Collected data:
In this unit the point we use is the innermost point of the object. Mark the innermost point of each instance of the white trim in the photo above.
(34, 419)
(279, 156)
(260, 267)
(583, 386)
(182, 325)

Exercise. Copy each record exactly, leaving nothing out.

Exercise response.
In this unit the point we use is the innermost point of the object. Mark the innermost point of each instance of the white trim in the photo above.
(34, 419)
(279, 156)
(260, 267)
(583, 386)
(182, 325)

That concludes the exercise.